## Short task 1
According to the film distribution news item, which studio restores the arthouse and cult classics that Cinelicious Pics handles?
## Short task 2
In the film distribution news item, shorten the paragraph beginning "Tyro distrib Cinelicious Pics" into two plain sentences that keep its main facts.
## Short task 3
Carry on writing the film distribution news item, picking up after its final sentence.

*** Supplied text

A theatrical and VOD release is planned for November.

Tyro distrib Cinelicious Pics aims to bring an eclectic mix of U.S. indie and foreign features and docs to auds via theatrical release, VOD and Blu-ray. It also handles 4K-restored arthouse and cult classics, brought to pristine viewing quality by sister post and digital restoration studio Cinelicious.

The deal was negotiated by Cinelicious Pics’ president Paul Korver, president of business affairs Kristine Blumensaadt and exec VP Dennis Bartok, with Ben Weiss and Meghan Oliver from Paradigm and Craig F. Cohen of McCue Sussmane & Zapfel.

******
*** Information given

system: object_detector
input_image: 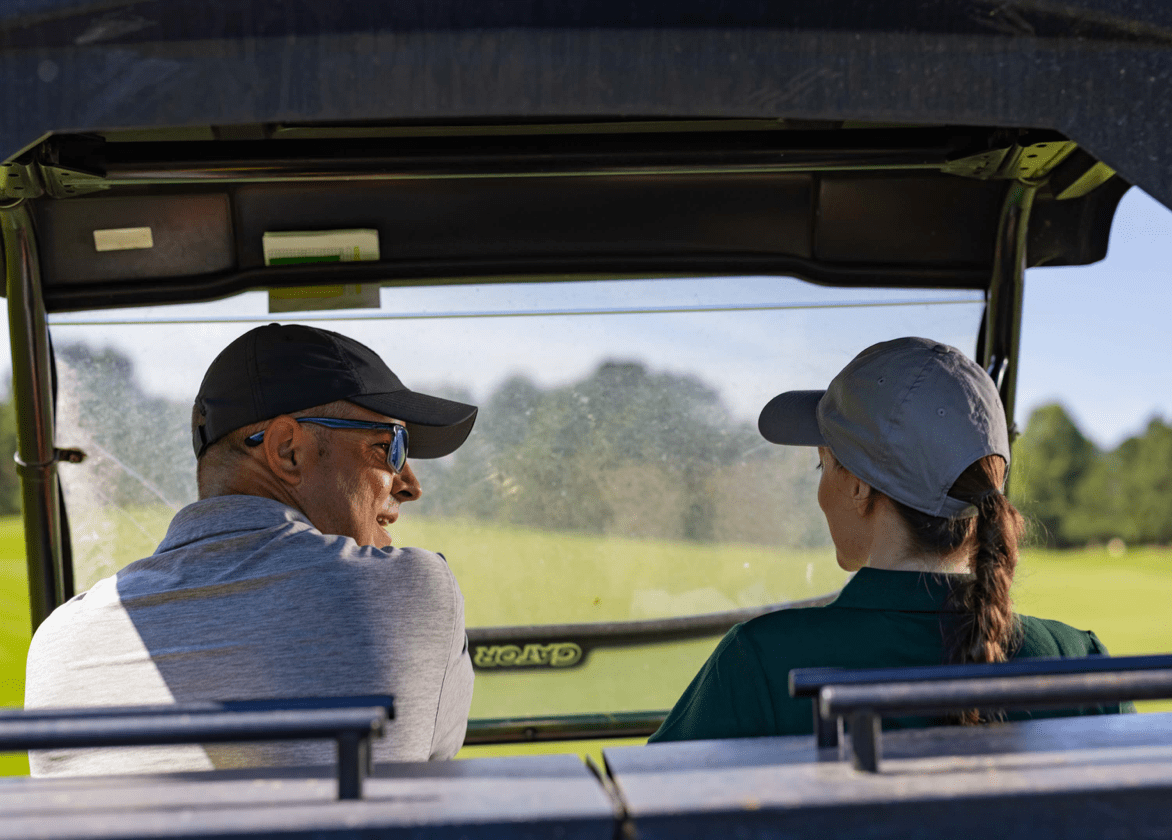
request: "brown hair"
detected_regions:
[876,455,1024,723]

******

## Reply 1
The sister post-production and digital restoration studio Cinelicious.

## Reply 2
Cinelicious Pics, a new distributor, plans to bring a mix of U.S. indie and foreign features and documentaries to audiences in theaters, on VOD and on Blu-ray. It also handles arthouse and cult classics restored in 4K by its sister post-production and digital restoration studio, Cinelicious.

## Reply 3
“Paul and I are incredibly excited to be working with Josephine on her first two features, which have a beautiful, sensual, poetic and intensely visual style that sets her apart from many indie filmmakers today,” says Bartok. “Her work reminds me in a wonderful way of filmmakers like David Lynch and Nicolas Roeg but with a voice all her own.”

“I’m thrilled to be bursting out of the gate with a company who is also hurtling into new territory,” says Decker. “The guys at Cinelicious are passionate, visionary film lovers, incredibly hard workers and just good people. I feel very lucky to be working with them.”